Segment Start: Excerpted text

Little Lovely Things is a remarkable debut novel from Maureen Joyce Connolly that is enthralling, enigmatic, heart-breaking and full of dark suspense. We anxiously encounter the nightmare every parent dreads. SOMEONE STOLE MY CHILDREN! The story fully engages our emotions and pulls us erratically between hope and despair.
Claire was suffering a dreadful reaction after taking a double vaccine dose, and while driving with her 2 children pulls into a garage where she is violently sick in the toilet and passes out. When she awakens, her car with her 2 daughters, Lily and Andrea, are gone. The anguish and turmoil experienced by Claire and how she manages alongside her husband is heartfelt and beautifully crafted. The undercurrents of guilt and blame are subtly drawn and Maureen explores how their relationship is put under strain with such clever, emotional and concealed forces. In her mind, she wonders why he won’t blame her for losing the children, because that’s what she’s doing. The development of this emotional torment is superbly written and addressed really well.
Jay is a Native American who has an extrasensory insight about certain events and has been attracted to particular circumstances. Somehow he found himself intuitively driving along a deserted track and he finds clues of the children that drags him into the story and a connection with Claire that is ultimately a lifeline for all involved.
The background and relationship between Moira and Eamon, who kidnapped the children, is also very unique and again the multiple character layers are so wonderfully crafted. Both are Irish travellers with a unique outlook and approach to life and it’s their disreputable lifestyle that underpins the destructive motivation in this story. Moira, in particular, is a multi-faceted character and her irrational connection to the girls shapes many of the decisions she makes.

Segment End: Excerpted text

▸ Required work
a – Answer these questions using the review of Little Lovely Things:
(i) What caused Claire's illness while she was driving?
(ii) What are the names of Claire's two daughters?
(iii) What kind of people are Moira and Eamon described as being?
b – Proceed with the review of Little Lovely Things, writing on from its final sentence.
The listing comes from a separate source and is unrelated to the review of Little Lovely Things.

Segment Start: Records provided

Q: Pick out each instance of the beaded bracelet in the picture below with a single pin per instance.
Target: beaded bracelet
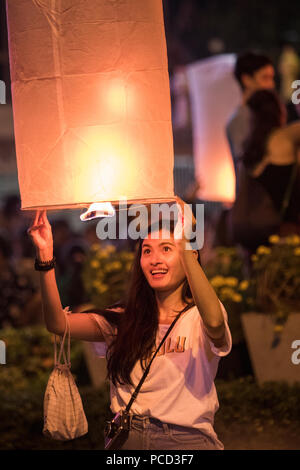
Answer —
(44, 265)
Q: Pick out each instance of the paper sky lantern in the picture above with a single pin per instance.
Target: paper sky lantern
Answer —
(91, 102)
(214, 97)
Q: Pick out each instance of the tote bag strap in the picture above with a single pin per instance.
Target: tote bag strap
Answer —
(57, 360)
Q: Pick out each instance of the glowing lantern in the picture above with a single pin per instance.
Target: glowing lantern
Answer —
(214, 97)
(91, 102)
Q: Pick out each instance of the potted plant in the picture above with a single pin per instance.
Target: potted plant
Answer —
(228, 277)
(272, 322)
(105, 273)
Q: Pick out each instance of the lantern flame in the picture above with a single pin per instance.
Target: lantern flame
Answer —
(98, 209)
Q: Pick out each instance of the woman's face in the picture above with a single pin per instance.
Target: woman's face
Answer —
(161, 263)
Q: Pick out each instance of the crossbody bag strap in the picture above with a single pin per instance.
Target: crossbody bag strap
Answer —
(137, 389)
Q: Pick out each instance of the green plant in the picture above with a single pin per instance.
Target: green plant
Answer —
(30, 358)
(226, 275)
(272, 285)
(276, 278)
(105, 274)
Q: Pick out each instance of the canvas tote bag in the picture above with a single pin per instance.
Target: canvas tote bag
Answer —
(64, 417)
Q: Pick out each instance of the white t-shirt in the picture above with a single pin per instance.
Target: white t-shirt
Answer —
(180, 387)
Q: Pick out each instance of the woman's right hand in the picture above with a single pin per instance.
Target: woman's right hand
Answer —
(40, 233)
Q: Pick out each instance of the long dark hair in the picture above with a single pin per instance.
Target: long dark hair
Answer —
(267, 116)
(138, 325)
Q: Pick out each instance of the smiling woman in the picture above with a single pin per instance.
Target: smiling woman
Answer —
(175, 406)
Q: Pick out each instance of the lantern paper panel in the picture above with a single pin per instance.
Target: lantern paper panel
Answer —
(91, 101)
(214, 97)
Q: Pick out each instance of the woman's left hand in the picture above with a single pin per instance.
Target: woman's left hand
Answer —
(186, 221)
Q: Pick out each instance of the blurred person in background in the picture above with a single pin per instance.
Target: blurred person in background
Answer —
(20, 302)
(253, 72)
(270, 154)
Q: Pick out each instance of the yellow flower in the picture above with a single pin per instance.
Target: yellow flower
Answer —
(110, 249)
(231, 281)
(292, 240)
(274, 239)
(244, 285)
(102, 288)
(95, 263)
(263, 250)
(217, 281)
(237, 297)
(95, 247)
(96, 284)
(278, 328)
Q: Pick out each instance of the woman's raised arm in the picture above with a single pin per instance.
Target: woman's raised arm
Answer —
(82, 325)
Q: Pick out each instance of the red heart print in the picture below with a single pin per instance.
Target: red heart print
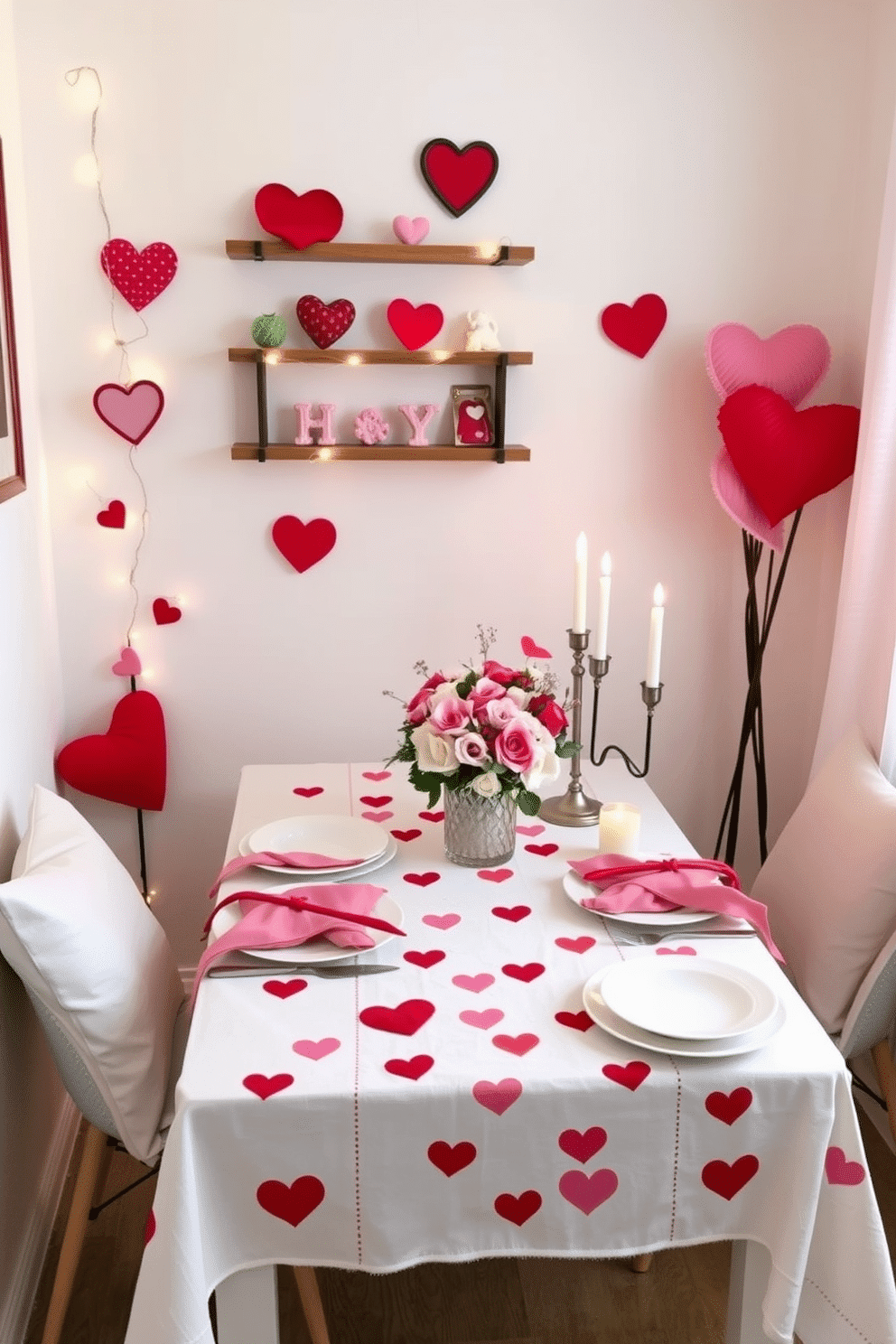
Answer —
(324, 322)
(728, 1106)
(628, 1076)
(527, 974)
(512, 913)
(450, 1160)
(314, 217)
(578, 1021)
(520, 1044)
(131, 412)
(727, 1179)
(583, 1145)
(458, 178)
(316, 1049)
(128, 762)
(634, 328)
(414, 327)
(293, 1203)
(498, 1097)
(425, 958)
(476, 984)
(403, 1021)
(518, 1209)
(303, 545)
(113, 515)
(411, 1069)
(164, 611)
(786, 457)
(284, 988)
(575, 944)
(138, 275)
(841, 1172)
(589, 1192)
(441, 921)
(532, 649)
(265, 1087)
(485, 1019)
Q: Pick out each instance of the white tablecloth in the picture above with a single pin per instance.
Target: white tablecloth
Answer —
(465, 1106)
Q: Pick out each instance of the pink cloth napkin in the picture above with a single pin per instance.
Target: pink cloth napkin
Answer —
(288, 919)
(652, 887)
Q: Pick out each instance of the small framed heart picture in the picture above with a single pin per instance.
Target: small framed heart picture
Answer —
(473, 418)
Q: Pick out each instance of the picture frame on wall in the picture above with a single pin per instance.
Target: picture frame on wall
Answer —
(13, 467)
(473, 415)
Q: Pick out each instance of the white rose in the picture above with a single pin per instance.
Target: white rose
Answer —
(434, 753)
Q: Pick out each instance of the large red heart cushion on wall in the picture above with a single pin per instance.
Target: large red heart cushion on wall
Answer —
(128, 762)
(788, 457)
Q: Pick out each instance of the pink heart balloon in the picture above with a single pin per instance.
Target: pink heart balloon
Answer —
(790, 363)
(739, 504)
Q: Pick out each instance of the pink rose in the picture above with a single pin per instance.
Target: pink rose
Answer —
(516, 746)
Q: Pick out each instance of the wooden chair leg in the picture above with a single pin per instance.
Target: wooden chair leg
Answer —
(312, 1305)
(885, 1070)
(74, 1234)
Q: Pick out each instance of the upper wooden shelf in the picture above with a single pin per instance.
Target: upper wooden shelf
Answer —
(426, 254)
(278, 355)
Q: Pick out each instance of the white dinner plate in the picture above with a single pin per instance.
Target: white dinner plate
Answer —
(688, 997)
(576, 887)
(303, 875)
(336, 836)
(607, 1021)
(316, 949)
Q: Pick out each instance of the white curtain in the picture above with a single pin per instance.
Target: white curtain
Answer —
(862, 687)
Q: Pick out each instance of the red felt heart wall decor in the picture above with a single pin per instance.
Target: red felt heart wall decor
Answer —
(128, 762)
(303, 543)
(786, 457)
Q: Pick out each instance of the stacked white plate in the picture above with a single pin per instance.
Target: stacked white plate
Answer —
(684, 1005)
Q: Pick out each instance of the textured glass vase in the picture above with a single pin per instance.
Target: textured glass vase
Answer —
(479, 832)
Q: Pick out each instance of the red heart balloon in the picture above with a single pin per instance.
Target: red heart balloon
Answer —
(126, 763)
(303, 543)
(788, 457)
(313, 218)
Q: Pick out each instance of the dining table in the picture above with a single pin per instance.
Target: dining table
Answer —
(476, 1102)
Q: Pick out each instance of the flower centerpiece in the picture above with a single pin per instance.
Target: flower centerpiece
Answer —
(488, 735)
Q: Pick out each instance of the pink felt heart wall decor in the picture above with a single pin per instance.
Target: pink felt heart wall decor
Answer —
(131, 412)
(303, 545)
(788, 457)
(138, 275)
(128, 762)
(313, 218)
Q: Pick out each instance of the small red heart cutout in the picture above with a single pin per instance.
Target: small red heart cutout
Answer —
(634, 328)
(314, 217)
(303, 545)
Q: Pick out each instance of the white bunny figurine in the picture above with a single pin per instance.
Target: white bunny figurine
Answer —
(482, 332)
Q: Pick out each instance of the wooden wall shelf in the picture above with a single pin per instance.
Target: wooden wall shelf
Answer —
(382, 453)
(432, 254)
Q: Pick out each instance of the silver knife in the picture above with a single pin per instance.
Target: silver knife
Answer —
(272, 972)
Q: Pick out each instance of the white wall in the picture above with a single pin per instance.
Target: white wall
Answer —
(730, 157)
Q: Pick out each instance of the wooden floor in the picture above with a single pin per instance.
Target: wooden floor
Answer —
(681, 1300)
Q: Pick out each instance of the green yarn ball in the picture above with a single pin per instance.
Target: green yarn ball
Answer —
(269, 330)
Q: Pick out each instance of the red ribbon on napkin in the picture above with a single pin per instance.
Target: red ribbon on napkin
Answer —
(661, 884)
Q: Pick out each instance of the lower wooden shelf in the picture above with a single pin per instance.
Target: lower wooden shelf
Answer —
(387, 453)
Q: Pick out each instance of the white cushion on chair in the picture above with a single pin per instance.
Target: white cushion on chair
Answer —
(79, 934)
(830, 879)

Segment End: Records provided

▸ Written answers
a –
(i) A dreadful reaction after taking a double vaccine dose.
(ii) Lily and Andrea.
(iii) Irish travellers.

b –
Maureen develops fascinating complex characters and their interactions are wonderfully portrayed and not always obvious. This brings about a tense, intriguing and captivating power to the novel where we can experience the different dynamics between the two couples and sympathise, at times, with the criminal elements, and become frustrated with the victims.
Maureen uses a very descriptive writing style which is wonderful to appreciate the imaginative ways of describing the settings or reactions between characters, however, after a while, I felt it started to intrude into the flow of telling the story. This is a personal point-of-view as it’s a fine line between over-describing and maintain the focus of a thriller.
The pace of the story is steady for the majority of the book, and that enables the sense of a bubbling precarious theme that eventually ramps up towards a climactic end. While the main story concept is not new, it does, however, introduce unique perspectives, plot elements and characters that I thoroughly enjoyed. The psychological elements seem very well researched and were very interesting.
I highly recommend this book and I wish to thank Maureen Joyce Connolly and NetGalley for an ARC version of the book in return for an honest review.